The task
In the items below, write out the stretch from the line that contains "Put a dot on each instance of the dirt" through the end of the items, reproducing each line word for word.

╭─ Dataset extract

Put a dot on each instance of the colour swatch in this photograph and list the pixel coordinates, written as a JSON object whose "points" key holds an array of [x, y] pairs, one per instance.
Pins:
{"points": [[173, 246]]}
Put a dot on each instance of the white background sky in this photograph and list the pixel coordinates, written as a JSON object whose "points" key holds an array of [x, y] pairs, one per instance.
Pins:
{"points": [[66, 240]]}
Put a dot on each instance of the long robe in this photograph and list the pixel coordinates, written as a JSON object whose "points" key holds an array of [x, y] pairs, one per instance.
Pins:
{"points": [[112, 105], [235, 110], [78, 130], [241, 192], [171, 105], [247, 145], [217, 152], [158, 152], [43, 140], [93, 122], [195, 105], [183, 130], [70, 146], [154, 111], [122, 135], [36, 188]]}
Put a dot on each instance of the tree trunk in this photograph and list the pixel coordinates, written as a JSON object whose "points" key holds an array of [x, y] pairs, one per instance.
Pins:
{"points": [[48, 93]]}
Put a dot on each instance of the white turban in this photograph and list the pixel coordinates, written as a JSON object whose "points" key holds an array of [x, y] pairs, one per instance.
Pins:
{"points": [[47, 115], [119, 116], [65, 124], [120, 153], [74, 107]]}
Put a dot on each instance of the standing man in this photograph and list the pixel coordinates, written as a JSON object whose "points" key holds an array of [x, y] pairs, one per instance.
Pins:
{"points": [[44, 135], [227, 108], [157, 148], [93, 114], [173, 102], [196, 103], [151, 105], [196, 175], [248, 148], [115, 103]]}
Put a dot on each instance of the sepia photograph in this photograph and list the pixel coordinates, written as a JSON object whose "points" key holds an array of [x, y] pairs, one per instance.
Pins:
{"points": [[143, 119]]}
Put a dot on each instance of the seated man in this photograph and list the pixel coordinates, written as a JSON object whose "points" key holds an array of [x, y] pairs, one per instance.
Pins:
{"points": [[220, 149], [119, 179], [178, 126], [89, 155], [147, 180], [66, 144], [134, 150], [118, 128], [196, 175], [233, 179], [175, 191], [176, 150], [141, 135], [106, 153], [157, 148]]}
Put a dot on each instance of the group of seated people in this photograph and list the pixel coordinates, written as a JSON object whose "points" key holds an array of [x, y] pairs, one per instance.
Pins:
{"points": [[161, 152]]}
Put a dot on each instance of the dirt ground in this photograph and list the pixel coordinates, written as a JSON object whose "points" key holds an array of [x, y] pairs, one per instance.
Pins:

╰─

Problem solution
Put a dot on each instance of the dirt ground in this photograph and list the pixel coordinates, written as a JSON object whose "points" key holds an array of [x, y] pairs, one per instance.
Pins:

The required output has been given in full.